Directions for this task ▸ Please copy out, unchanged, every line from the very start of the entries through the line containing "256 L 170 256", with both ends included.

Input material ▸
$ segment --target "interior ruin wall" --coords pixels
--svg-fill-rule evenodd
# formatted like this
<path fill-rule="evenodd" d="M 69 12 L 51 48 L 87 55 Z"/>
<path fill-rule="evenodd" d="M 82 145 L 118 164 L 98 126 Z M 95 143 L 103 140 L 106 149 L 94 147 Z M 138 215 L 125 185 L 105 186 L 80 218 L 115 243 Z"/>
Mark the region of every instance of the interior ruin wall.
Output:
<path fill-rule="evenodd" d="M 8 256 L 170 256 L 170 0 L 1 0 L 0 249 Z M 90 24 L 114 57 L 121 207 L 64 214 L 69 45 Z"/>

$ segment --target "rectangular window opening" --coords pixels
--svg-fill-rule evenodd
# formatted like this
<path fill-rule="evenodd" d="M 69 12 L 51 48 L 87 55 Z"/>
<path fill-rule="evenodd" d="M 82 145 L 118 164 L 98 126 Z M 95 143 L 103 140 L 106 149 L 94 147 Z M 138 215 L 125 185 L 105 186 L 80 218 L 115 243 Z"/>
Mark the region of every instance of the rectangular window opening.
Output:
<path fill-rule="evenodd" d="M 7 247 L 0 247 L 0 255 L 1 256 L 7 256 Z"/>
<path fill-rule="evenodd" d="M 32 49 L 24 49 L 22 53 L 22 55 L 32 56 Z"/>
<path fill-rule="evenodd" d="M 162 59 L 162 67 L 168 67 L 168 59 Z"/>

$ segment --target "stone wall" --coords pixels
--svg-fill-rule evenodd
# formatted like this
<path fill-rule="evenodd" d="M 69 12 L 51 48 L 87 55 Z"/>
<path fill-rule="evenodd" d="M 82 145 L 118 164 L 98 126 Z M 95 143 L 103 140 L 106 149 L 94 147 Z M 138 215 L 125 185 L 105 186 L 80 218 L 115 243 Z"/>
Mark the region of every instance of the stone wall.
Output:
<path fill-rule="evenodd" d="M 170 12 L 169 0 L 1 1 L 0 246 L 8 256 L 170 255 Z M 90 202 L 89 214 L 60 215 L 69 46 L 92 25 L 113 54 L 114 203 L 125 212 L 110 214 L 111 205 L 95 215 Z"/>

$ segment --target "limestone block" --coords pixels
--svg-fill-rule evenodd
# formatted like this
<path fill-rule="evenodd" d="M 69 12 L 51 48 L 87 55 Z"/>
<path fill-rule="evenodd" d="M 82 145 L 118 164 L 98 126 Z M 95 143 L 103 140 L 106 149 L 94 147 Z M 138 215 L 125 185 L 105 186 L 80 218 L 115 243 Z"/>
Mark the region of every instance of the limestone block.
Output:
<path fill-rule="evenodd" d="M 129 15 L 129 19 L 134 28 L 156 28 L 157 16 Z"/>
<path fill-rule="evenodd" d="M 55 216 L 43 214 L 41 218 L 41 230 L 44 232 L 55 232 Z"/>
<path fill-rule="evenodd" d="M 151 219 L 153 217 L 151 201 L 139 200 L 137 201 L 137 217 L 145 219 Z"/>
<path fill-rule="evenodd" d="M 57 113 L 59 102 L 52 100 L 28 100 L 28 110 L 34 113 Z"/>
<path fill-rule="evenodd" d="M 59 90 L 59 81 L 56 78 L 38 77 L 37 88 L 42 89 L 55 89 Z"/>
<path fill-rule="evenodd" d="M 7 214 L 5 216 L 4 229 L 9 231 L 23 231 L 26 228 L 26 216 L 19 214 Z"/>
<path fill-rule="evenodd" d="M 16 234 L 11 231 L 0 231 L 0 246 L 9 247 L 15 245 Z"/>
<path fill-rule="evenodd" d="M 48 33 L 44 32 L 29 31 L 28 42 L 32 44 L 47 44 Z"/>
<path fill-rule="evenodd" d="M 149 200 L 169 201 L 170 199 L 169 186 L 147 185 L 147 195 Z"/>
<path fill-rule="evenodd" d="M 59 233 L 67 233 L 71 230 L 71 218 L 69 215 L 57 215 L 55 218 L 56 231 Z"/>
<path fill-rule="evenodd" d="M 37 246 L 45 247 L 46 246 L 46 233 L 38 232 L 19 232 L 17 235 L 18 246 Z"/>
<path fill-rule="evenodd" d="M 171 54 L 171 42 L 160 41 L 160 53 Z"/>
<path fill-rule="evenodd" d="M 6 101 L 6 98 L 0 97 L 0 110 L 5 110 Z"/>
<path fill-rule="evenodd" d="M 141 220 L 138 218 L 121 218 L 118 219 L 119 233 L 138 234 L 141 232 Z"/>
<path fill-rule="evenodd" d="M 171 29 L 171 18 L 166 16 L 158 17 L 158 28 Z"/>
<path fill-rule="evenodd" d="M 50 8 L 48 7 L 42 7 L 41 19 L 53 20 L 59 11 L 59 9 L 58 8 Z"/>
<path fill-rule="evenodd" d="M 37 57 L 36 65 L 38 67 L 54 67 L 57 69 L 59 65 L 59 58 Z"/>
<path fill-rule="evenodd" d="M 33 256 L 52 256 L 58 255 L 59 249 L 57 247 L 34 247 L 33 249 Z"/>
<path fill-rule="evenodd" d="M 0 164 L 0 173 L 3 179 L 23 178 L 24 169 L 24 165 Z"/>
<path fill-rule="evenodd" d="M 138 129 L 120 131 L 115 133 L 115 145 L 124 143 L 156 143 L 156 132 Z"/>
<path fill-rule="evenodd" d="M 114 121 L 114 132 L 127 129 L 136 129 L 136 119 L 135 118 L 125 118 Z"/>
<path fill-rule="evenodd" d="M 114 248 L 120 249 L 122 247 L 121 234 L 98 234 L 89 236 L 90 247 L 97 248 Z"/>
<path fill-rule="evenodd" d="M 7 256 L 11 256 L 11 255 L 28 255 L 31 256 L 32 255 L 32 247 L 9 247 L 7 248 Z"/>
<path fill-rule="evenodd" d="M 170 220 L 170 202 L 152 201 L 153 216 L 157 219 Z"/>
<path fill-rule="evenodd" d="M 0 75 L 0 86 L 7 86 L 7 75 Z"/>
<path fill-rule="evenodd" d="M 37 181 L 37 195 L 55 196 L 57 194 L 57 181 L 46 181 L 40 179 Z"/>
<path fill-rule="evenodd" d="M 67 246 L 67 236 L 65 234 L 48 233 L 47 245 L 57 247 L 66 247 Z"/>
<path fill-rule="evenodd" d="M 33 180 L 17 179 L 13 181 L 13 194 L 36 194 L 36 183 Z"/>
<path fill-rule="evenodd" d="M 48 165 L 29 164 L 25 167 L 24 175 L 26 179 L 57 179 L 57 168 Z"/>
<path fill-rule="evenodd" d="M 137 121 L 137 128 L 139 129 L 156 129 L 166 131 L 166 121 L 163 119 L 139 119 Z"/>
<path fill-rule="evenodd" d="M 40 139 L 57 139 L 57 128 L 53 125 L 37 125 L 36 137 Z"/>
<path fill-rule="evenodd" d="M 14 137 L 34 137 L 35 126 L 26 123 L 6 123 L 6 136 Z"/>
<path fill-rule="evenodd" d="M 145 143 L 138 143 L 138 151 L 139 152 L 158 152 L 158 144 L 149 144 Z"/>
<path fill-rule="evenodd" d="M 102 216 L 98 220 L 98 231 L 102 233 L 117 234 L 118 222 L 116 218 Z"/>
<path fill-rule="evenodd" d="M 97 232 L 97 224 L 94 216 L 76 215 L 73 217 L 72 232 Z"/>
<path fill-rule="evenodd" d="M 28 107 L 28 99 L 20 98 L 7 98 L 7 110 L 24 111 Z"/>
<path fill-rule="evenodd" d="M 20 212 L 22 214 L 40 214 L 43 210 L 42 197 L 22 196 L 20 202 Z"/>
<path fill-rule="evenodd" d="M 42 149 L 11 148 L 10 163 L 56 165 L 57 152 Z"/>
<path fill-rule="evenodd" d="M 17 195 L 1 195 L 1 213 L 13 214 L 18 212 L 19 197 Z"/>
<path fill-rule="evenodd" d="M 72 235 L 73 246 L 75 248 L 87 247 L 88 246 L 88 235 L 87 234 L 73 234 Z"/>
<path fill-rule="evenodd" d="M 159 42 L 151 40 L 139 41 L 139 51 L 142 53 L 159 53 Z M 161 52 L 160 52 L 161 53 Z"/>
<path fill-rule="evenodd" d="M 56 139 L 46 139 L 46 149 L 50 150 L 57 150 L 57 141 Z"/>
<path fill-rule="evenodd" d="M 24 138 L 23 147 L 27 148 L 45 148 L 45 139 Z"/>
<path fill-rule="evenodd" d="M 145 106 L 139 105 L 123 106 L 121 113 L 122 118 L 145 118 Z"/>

Result of the exercise ▸
$ segment --target "interior ruin wall" --coords pixels
--svg-fill-rule evenodd
# formatted like this
<path fill-rule="evenodd" d="M 69 12 L 51 48 L 87 55 Z"/>
<path fill-rule="evenodd" d="M 82 145 L 118 164 L 98 126 Z M 95 143 L 103 140 L 106 149 L 94 147 Z M 138 215 L 125 185 L 105 186 L 80 218 L 115 243 Z"/>
Mark the region of every instance of the interior ruin wall.
Output:
<path fill-rule="evenodd" d="M 8 256 L 170 256 L 170 0 L 1 0 L 0 249 Z M 90 24 L 114 57 L 121 207 L 64 214 L 69 45 Z"/>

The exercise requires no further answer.